> **Task requirements**:
• A. List every proper place name in the hometown passage, in the order each first appears.
• B. Transcribe the hometown passage verbatim from "But then I started" to "my own worry.".
-- Text section follows --
My father had escaped a brutal and crushing poverty in Appalachia and my mother’s father had faltered at many things in Korea, his work unsteady, and they, too, had grown up with extreme poverty. So, while we were solidly middle class, my parents reminded us to remember how difficult a life could be, of what they had escaped, and I was surrounded by admirable men and women who were living examples of how much struggle a life can hold. 

But then I started to fall out of love with my memories of home. Until Tim snapped at the Turkey Bowl, I don’t think I had really processed how much what I experienced growing up in Corbin had affected me. I had allowed myself to feel warmly about the town, but now I started to try to discern how growing up there changed me, wondering how many times I had, over the course of my life there, shrugged off the insults believing things could always be worse and therefore not worth my own worry. 

By the time the woman insulted my mother on Election Day, I had fully rejected any love I had for my hometown, which is not an easy thing to admit. I had once found so much relief when I came down I-75 and saw the the little mountains of home coming into view on the horizon, just as I crossed the Rockcastle River.
-- Text section concluded --
-- Extracted records follows --
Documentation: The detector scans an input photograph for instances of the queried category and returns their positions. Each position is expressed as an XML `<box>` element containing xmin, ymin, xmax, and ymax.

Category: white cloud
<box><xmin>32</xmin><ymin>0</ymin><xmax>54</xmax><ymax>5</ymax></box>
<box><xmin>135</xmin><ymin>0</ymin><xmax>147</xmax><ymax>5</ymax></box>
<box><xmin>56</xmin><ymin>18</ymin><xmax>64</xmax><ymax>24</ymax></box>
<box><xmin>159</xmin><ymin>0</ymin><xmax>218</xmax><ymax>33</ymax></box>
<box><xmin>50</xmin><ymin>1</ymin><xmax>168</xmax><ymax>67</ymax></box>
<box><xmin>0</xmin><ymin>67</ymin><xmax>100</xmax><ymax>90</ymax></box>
-- Extracted records concluded --
> **Outputs for the tasks**:
• A. Appalachia, Korea, Corbin, I-75, Rockcastle River

• B.
But then I started to fall out of love with my memories of home. Until Tim snapped at the Turkey Bowl, I don’t think I had really processed how much what I experienced growing up in Corbin had affected me. I had allowed myself to feel warmly about the town, but now I started to try to discern how growing up there changed me, wondering how many times I had, over the course of my life there, shrugged off the insults believing things could always be worse and therefore not worth my own worry.